__EXERCISE PASSAGE__
+++
What if we are here just for saying: house,
bridge, fountain, gate, jug, tree, window, –
or at most column, tower… but for saying, understand,
oh for such saying as the things themselves
never hoped so intensely to be.

It confirms my impression of New York — that nobody can stop talking. Consider also: Italo Calvino’s Melania:

…every time you enter the square, you find yourself caught in the dialogue: the braggart soldier and the parasite coming from a door meet the young wastrel and the prostitute; or else the miserly father from his threshold utters his final warnings to the amorous daughter and is interrupted by the foolish servant who is taking a note to the procuress. You return to Melania after years and you find the same dialogue still going on; in the meanwhile the parasite has died, and so have the procuress and the miserly father; but the braggart soldier, the amorous daughter, the foolish servant have taken their places, being replaced in their turn by the hypocrite, the confidante, the astrologer.

In this “invisible city,” what is lasting is the conversation, which survives longer than the participants or the buildings.

A third example: martial arts novels. Paize Keulemans has shown that popular martial arts novels in late nineteenth-century China were products of urban culture. They were filled with sound — writers devised techniques to portray such details as a knife cutting through a melon, a foot striking an opponents head, and of course the swish of sword in the air. These cliches are still recognizable in the conventions of Kung Fu movies.

Urban life is cacophonous. The brakes of New York subway cars, for example, are destroying my hearing. But within the din lurk conversations that shape urban life. I’m going to spend a few posts highlighting these city voices.
+++
__SUPPLIED INFORMATION__
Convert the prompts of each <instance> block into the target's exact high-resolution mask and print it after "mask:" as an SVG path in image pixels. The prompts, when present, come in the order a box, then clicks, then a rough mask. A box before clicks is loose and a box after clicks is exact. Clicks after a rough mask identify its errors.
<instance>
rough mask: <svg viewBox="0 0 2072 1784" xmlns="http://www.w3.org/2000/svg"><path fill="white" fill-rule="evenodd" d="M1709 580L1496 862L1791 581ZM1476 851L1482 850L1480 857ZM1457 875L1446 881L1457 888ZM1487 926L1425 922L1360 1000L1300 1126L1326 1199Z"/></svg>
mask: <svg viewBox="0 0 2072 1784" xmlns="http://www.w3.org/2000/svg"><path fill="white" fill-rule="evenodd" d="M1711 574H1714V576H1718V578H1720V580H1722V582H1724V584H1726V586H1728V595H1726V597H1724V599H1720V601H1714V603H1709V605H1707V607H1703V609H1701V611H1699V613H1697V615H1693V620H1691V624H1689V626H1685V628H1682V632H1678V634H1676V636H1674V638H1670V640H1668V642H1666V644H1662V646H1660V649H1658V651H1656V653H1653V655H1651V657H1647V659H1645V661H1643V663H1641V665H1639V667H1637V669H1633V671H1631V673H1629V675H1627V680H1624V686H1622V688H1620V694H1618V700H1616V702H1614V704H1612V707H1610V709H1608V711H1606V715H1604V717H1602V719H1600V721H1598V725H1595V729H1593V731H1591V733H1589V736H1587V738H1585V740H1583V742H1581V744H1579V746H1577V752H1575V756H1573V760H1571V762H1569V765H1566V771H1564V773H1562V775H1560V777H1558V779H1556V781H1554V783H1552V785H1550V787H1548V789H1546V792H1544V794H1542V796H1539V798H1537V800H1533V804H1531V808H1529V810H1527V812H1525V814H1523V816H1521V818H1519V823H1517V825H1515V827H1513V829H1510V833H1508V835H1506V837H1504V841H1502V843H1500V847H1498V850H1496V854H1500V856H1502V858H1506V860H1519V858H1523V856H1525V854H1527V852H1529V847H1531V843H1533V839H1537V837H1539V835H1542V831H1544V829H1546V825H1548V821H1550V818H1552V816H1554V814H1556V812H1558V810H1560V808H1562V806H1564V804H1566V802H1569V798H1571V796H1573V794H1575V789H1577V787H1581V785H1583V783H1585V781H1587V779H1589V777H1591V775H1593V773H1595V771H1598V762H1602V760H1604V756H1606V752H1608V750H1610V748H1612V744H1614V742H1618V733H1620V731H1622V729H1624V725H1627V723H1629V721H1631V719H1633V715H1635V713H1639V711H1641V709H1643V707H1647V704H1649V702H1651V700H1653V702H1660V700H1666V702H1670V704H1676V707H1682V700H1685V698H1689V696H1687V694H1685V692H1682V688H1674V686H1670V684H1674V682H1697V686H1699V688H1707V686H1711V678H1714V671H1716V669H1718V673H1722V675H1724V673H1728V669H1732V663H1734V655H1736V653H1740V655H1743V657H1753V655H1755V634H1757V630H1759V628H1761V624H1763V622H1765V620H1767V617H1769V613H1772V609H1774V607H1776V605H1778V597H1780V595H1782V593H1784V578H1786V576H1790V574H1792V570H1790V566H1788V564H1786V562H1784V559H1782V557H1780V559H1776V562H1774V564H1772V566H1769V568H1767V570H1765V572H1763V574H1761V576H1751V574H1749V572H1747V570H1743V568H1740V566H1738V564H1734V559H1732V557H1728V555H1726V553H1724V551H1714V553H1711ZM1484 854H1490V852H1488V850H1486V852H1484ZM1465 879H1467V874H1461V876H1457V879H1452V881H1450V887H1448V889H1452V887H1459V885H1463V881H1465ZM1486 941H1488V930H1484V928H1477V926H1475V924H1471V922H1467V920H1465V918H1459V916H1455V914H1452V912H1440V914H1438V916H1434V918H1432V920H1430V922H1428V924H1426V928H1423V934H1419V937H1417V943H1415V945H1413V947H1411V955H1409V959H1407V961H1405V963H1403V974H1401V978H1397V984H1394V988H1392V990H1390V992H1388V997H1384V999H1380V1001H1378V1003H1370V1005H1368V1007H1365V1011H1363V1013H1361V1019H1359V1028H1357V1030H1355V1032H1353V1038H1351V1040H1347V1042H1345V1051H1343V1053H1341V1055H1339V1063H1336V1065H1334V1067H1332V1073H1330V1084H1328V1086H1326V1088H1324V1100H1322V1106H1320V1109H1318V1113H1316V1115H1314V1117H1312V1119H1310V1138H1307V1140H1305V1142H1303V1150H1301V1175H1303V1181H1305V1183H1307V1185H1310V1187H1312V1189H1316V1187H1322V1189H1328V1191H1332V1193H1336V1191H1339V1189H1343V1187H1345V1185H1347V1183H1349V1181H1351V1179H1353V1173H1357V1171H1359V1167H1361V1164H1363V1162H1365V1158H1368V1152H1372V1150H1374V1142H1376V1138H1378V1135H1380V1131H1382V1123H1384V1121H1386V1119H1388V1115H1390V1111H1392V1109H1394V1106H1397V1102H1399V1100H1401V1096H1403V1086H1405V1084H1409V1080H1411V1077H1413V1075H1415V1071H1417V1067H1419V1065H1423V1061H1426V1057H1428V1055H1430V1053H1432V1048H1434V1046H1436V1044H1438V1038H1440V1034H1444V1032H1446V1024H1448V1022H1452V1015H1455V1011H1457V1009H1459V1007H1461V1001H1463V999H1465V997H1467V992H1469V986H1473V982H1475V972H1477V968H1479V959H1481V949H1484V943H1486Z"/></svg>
+++
__WORK REQUEST 1__
In the passage on city voices, what were popular martial arts novels in late nineteenth-century China products of, according to Paize Keulemans?
__WORK REQUEST 2__
Proceed with the passage on city voices, writing on from its last sentence.

__TASK RESPONSE 1__
Urban culture.

__TASK RESPONSE 2__
——
Excerpt from Rilke’s Tenth Duino Elegy from Edward Snow, trans., Duino Elegies (New York, Farrar Straus and Giroux, 2000), p. 59. Melania appears in Italo Calvino’s classic Invisible Cities, translated by William Weaver (New York: Harcourt Brace Jovanovich, 1972), p. 80. Paize Keulmann’s 2005 Ph.D. dissertation is from the University of Chicago. If I ever find the title, I’ll let you know.

3 Responses to “City Voices”

  1. When I’m lured to the country (Ontario has a huge middle and upper class cult of the cottage), I miss the sounds of the city in the same way that I miss books when I visit the house of someone who does not read. I may not use them, but they are part of my comfort zone. Even a year after leaving Vancouver, I miss the sound of seagulls, ravens, and the ceaseless rattle of shopping carts pushed along the alleys by dumpster divers.

    On the three occasions I’ve visited New York, I’ve been too overwhelmed by the visual component and the weight of cultural history to hear the sounds (although I remember the impact of bullet rain on an awning under which I saw with a cup of coffee, and the horns honking at pedestrians recklessly running across the streets, holding bags and umbrellas over heads, in a vain effort to stay dry.

  2. I have to admit that in New York I’m often trying not to listen — to protect myself from the waves of noise: backing up, facade work, airplanes. At the moment it has just stopped raining, and I can make out the sounds of water dripping off windowsills, but it’s mostly contiguous with cars passing, air conditioner fans (what moron is running the AC?), pigeons (I have a visual on the pigeons, actually. They appear to be fucking), and an ongoing low roar of uncertain provenance.

    I was just in the maritimes, and I have to say I enjoyed the sounds of lapping water, wind, fog horns (pretty constant) and various fauna. Total silence is indeed eerie, and I think a primitive-brain level warning of danger. If the forest shuts up, there’s a reason….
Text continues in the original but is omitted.